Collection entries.
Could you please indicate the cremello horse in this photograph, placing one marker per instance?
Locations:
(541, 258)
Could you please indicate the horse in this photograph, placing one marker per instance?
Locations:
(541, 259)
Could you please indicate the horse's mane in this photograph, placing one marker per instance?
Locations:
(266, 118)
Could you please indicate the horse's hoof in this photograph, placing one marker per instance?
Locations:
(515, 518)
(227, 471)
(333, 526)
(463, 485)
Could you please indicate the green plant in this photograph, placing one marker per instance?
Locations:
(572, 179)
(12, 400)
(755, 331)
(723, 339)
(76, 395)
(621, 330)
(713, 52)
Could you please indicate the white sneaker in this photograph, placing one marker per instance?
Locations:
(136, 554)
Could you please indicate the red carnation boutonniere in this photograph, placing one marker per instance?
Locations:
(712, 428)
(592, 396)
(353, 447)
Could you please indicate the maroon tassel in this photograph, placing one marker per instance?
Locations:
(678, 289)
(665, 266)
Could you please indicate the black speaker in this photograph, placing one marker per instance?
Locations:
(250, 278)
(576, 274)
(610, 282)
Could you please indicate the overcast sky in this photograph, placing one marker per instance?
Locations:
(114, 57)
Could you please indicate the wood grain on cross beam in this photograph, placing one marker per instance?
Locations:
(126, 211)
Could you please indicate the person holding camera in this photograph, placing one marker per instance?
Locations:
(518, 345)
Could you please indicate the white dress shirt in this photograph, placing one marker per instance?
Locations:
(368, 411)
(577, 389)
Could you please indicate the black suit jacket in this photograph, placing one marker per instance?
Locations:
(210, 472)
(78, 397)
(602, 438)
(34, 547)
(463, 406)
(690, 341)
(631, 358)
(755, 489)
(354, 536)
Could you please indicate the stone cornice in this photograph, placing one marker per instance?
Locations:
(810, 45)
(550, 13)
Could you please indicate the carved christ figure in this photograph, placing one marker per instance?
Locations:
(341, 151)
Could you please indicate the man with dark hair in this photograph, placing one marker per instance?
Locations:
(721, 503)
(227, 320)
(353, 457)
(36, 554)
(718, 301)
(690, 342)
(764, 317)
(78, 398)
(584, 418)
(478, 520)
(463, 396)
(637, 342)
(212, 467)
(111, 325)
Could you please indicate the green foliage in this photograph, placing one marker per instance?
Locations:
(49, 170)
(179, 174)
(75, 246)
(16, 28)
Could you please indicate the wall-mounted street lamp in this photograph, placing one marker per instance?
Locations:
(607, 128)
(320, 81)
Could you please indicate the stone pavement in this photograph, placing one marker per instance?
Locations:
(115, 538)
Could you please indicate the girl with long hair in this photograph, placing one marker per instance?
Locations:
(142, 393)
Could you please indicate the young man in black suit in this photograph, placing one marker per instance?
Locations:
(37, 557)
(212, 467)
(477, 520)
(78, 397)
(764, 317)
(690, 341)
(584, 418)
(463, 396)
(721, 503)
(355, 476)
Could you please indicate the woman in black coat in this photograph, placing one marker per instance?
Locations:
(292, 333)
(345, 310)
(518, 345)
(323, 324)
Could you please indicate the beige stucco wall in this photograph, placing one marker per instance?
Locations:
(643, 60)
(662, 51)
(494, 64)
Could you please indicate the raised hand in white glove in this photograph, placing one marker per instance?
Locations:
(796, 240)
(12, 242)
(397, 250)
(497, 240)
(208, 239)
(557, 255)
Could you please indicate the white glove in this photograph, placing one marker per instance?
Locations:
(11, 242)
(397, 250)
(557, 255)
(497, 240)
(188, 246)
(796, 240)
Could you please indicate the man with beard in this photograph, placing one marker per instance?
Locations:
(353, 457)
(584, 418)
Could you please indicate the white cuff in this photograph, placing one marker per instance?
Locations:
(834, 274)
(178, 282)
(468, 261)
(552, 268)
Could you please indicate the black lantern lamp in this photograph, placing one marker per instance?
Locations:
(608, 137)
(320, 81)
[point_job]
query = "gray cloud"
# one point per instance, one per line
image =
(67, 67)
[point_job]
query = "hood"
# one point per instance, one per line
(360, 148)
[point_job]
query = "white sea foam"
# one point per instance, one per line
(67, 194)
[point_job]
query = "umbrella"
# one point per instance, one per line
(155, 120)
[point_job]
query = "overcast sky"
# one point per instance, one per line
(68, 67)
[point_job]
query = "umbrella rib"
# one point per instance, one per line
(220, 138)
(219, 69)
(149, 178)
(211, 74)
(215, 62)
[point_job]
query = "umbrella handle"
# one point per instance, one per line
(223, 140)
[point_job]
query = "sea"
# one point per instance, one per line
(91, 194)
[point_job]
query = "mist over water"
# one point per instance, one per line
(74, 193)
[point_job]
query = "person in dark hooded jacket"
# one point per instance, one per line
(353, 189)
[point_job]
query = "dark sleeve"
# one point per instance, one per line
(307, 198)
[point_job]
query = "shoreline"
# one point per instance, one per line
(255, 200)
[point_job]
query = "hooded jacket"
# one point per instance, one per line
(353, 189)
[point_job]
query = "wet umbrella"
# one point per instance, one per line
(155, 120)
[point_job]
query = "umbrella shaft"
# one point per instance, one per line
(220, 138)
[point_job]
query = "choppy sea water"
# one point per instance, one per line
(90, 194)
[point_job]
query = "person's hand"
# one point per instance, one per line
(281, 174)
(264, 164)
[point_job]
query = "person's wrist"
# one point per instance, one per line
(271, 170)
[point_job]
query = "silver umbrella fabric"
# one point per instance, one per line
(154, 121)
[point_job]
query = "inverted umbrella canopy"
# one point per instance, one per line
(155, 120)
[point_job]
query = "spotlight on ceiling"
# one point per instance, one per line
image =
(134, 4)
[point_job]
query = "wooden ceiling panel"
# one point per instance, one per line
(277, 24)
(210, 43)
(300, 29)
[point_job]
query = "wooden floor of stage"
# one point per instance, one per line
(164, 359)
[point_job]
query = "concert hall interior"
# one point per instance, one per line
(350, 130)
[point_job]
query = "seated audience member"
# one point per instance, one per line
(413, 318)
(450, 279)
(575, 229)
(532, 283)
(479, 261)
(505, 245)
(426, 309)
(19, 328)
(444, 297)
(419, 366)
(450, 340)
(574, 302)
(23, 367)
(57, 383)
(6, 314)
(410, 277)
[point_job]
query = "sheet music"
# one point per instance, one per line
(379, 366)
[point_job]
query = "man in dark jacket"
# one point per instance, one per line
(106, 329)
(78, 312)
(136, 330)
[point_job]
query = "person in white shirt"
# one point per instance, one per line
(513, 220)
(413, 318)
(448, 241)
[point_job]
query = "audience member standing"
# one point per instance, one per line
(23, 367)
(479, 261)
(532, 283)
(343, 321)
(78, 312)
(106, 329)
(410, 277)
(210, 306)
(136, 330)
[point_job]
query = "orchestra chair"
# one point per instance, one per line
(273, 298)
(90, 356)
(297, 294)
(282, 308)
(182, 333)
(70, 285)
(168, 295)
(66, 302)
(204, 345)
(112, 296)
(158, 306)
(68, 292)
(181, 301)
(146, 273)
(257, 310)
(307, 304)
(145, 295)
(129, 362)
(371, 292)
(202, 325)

EXERCISE DIRECTIONS. Retype the records above exactly.

REPLY TO THE TASK.
Could you please indicate the cremello horse in this photograph, placing one marker per instance?
Locations:
(541, 258)
Could you please indicate the horse in this photograph, placing one marker per instance?
Locations:
(541, 259)
Could you please indicate the horse's mane in this photograph, placing one marker per instance?
Locations:
(266, 118)
Could you please indicate the horse's hoof in this photograph, placing one marker per instance?
Locations:
(515, 518)
(227, 471)
(333, 526)
(463, 485)
Could you please indicate the green plant in this photograph, placing one marker per instance?
Locations:
(572, 179)
(12, 400)
(755, 331)
(723, 339)
(76, 395)
(621, 330)
(713, 52)
Could you please indicate the white sneaker in this photograph, placing one marker per instance?
Locations:
(136, 554)
Could you please indicate the red carnation boutonniere in this photograph, placing one marker per instance?
Locations:
(712, 428)
(592, 396)
(353, 447)
Could you please indicate the maroon tassel in this photograph, placing one marker per instance?
Locations:
(678, 289)
(665, 266)
Could you please indicate the black speaker in this photograph, placing one marker per instance?
Locations:
(250, 278)
(576, 274)
(610, 282)
Could you please indicate the overcast sky in this photograph, placing one marker per instance?
Locations:
(114, 57)
Could you please indicate the wood grain on cross beam in this photograph, placing one marker per instance?
Locations:
(126, 211)
Could you please indicate the person holding camera in this photograph, placing one marker per instance?
Locations:
(518, 345)
Could you please indicate the white dress shirt in this photograph, placing one marker per instance?
Locations:
(368, 411)
(577, 389)
Could you please indicate the black suit jacket in this photograph, placing one marker per instance?
Locations:
(210, 472)
(78, 397)
(602, 438)
(34, 547)
(463, 406)
(690, 341)
(631, 358)
(755, 489)
(354, 536)
Could you please indicate the stone cornice in this photograph, placing one marker per instance?
Locations:
(810, 45)
(550, 13)
Could you please indicate the carved christ figure in this photograph, placing one marker per instance?
Locations:
(341, 151)
Could you please indicate the man with dark hair in this photograph, placing one marker per instance?
Locations:
(721, 503)
(227, 320)
(353, 457)
(36, 554)
(718, 301)
(690, 342)
(764, 317)
(78, 398)
(584, 418)
(478, 520)
(463, 396)
(637, 342)
(212, 467)
(111, 325)
Could you please indicate the green foliage in this photograph, placing one marker per instance?
Locations:
(49, 170)
(179, 174)
(75, 246)
(16, 28)
Could you please indicate the wall-mounted street lamp in this photograph, placing one marker per instance?
Locations:
(607, 128)
(320, 81)
Could you please indicate the stone pavement in this photograph, placing one marker per instance?
Locations:
(115, 538)
Could you please indicate the girl with long hair in this photograph, placing one marker per instance?
Locations:
(142, 393)
Could you please indicate the young man in black suit in this photograph, placing one marker per instance?
Locations:
(37, 557)
(212, 467)
(477, 520)
(78, 397)
(764, 317)
(690, 341)
(584, 418)
(463, 396)
(721, 503)
(355, 476)
Could you please indicate the woman in black coat in this photograph, placing one marker per instance?
Locations:
(292, 333)
(345, 310)
(518, 345)
(323, 324)
Could you please indicate the beige stucco wall in this photograph, placing one marker per instance?
Locations:
(643, 60)
(662, 51)
(494, 64)
Could you please indicate the raised hand in white glove in this photograph, placing one marker per instance?
Locations:
(796, 240)
(12, 242)
(397, 250)
(497, 240)
(208, 239)
(557, 255)
Could you please indicate the white glove in this photograph, placing one marker per instance?
Locations:
(11, 242)
(397, 250)
(557, 255)
(497, 240)
(188, 246)
(796, 240)
Could you please indicate the man with beard in this photograph, placing one marker per instance?
Locations:
(353, 457)
(584, 418)
Could you please indicate the white cuff in this photograph, placing one marker per instance?
Locations:
(834, 274)
(178, 282)
(468, 261)
(552, 268)
Could you please indicate the black lantern lamp in this photograph, placing one marker per instance?
Locations:
(608, 137)
(320, 81)
[point_job]
query = "gray cloud"
# one point per instance, one per line
image =
(67, 67)
[point_job]
query = "hood"
# one point per instance, one per line
(360, 148)
[point_job]
query = "white sea foam"
# one point per instance, one per line
(67, 194)
[point_job]
query = "umbrella"
# one point per instance, one per line
(155, 120)
[point_job]
query = "overcast sky"
# one point per instance, one per line
(68, 67)
[point_job]
query = "umbrella rib"
# one point per instance, one per line
(220, 138)
(219, 69)
(149, 178)
(211, 74)
(215, 62)
[point_job]
query = "umbrella handle"
# one point per instance, one per line
(223, 140)
[point_job]
query = "sea"
# one point per instance, one per line
(91, 194)
[point_job]
query = "mist over water"
# one point per instance, one per line
(74, 193)
[point_job]
query = "person in dark hooded jacket"
# one point per instance, one per line
(353, 189)
[point_job]
query = "dark sleeve"
# one point per instance, one per line
(307, 198)
[point_job]
query = "shoreline"
# one point per instance, one per line
(255, 200)
[point_job]
query = "hooded jacket"
# one point per instance, one per line
(353, 189)
[point_job]
query = "wet umbrella"
# one point per instance, one per line
(155, 120)
[point_job]
query = "umbrella shaft"
# one point per instance, one per line
(220, 138)
[point_job]
query = "choppy sea water"
# one point per instance, one per line
(90, 194)
[point_job]
query = "person's hand"
# one point per instance, one per line
(281, 174)
(264, 164)
[point_job]
query = "person's wrist"
# one point per instance, one per line
(271, 170)
[point_job]
query = "silver umbrella fabric"
# one point per instance, one per line
(154, 121)
[point_job]
query = "inverted umbrella canopy"
# one point per instance, one per line
(155, 120)
[point_job]
query = "spotlight on ceiling"
# one point per instance, one per line
image =
(134, 4)
[point_job]
query = "wooden ceiling panel"
# one point per instance, one per line
(277, 24)
(210, 43)
(300, 29)
[point_job]
query = "wooden floor of stage"
# one point per instance, one per line
(164, 359)
[point_job]
query = "concert hall interior"
# one point per instance, one per line
(350, 130)
[point_job]
query = "seated audience member"
# one point per instance, one per line
(413, 318)
(450, 279)
(575, 229)
(532, 283)
(479, 261)
(505, 245)
(426, 309)
(19, 328)
(444, 297)
(419, 366)
(450, 340)
(574, 302)
(23, 367)
(57, 383)
(6, 314)
(410, 277)
[point_job]
query = "sheet music"
# one point per instance, one per line
(379, 366)
[point_job]
query = "man in dark jacket"
# one point per instance, one per line
(106, 329)
(78, 312)
(136, 330)
[point_job]
query = "person in white shirt"
# one point per instance, one per line
(513, 220)
(413, 318)
(448, 241)
[point_job]
query = "audience member standing"
# one point per instance, one per line
(23, 367)
(479, 261)
(532, 283)
(343, 321)
(78, 312)
(106, 329)
(410, 277)
(210, 306)
(136, 330)
[point_job]
query = "orchestra chair"
# one point per instance, one per line
(273, 298)
(90, 356)
(297, 294)
(282, 308)
(182, 333)
(70, 285)
(168, 295)
(66, 302)
(204, 345)
(112, 296)
(158, 306)
(68, 292)
(181, 301)
(146, 273)
(257, 310)
(307, 304)
(145, 295)
(129, 362)
(371, 292)
(202, 325)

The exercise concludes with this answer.